[EXERCISE INSTRUCTIONS] Rewrite all of the lines below, replacing "instance" with "object" wherever it occurs and changing nothing else.

[RECORDS SHOWN]
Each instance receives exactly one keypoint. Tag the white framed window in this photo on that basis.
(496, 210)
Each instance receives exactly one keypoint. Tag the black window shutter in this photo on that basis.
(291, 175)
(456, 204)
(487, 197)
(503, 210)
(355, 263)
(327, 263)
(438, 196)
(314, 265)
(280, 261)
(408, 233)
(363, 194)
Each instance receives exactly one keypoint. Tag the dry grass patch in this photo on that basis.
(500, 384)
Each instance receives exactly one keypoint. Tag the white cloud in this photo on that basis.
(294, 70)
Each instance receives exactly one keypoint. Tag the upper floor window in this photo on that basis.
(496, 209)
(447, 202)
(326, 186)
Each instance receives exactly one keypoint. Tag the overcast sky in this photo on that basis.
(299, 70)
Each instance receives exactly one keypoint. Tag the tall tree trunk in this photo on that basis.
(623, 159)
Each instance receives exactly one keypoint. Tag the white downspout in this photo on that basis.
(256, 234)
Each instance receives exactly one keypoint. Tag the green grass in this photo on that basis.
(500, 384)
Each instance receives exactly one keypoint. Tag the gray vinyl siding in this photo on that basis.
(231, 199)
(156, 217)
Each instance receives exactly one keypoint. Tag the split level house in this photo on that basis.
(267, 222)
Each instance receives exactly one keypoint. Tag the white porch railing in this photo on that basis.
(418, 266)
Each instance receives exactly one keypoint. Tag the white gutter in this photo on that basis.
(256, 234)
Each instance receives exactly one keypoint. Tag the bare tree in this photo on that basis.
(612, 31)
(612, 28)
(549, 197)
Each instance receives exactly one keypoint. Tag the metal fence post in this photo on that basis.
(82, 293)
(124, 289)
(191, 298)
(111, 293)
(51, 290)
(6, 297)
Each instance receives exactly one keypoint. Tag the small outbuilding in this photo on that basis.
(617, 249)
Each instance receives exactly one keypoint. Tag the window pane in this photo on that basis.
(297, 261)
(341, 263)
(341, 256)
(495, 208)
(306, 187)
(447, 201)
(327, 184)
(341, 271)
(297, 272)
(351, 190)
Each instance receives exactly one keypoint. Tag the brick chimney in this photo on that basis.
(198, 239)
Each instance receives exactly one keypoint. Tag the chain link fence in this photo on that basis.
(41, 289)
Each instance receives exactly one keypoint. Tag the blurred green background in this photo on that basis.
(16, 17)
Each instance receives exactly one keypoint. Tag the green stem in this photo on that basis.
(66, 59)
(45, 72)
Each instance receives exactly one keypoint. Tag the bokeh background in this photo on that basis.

[PROBLEM SOLUTION]
Each object receives exactly one keypoint. Tag the white framed window in this photo on that basis.
(496, 210)
Each object receives exactly one keypoint. Tag the black window shutter in this photo on that basis.
(291, 175)
(456, 204)
(487, 197)
(503, 210)
(355, 263)
(327, 263)
(438, 196)
(314, 265)
(280, 261)
(408, 233)
(363, 194)
Each object receives exactly one keypoint. Tag the dry grass patch in this photo on that basis.
(500, 384)
Each object receives exactly one keypoint. Tag the white cloud in this photo on that basis.
(294, 70)
Each object receives exactly one keypoint. Tag the upper floor window in this photo on that basis.
(496, 209)
(447, 202)
(326, 186)
Each object receives exactly one keypoint. Tag the overcast sky in this photo on that basis.
(299, 70)
Each object receives exactly one keypoint. Tag the tall tree trunk in this photo on that basis.
(623, 159)
Each object receives exactly one keypoint. Tag the white downspout in this photo on that basis.
(256, 234)
Each object receives exactly one keypoint. Tag the green grass in this photo on that basis.
(500, 384)
Each object receives exactly one keypoint. Tag the gray vinyl siding in this photo on that basis.
(231, 199)
(156, 217)
Each object receives exactly one keypoint. Tag the split level house in this photo on that basis.
(267, 222)
Each object receives exactly one keypoint. Tag the white porch railing in this photo on that basis.
(418, 266)
Each object receives exactly one keypoint. Tag the white gutter in this photo on that basis.
(256, 234)
Each object receives exactly one keypoint. Tag the bare tree in this photo on that basis.
(612, 31)
(612, 28)
(549, 197)
Each object receives exactly one keypoint. Tag the metal fence post in this photo on that basis.
(82, 293)
(124, 289)
(191, 298)
(111, 293)
(51, 290)
(6, 297)
Each object receives exactly one keypoint. Tag the small outbuilding in this photo on that basis.
(617, 249)
Each object receives exactly one keypoint. Tag the window pane in this photo on that basis.
(297, 261)
(341, 263)
(341, 256)
(495, 208)
(306, 187)
(447, 201)
(327, 184)
(341, 271)
(297, 272)
(351, 190)
Each object receives exactly one keypoint. Tag the brick chimney in this photo on that basis.
(198, 239)
Each object receives exactly one keypoint. Tag the chain link fence in this photo on that basis.
(41, 289)
Each object receives exactly one keypoint. Tag the blurred green background in this photo on that basis.
(16, 17)
Each object receives exactly one keypoint. Tag the green stem in this photo on that basis.
(66, 59)
(45, 72)
Each object receives exactly one keypoint. Tag the bokeh background in this photo on that basis.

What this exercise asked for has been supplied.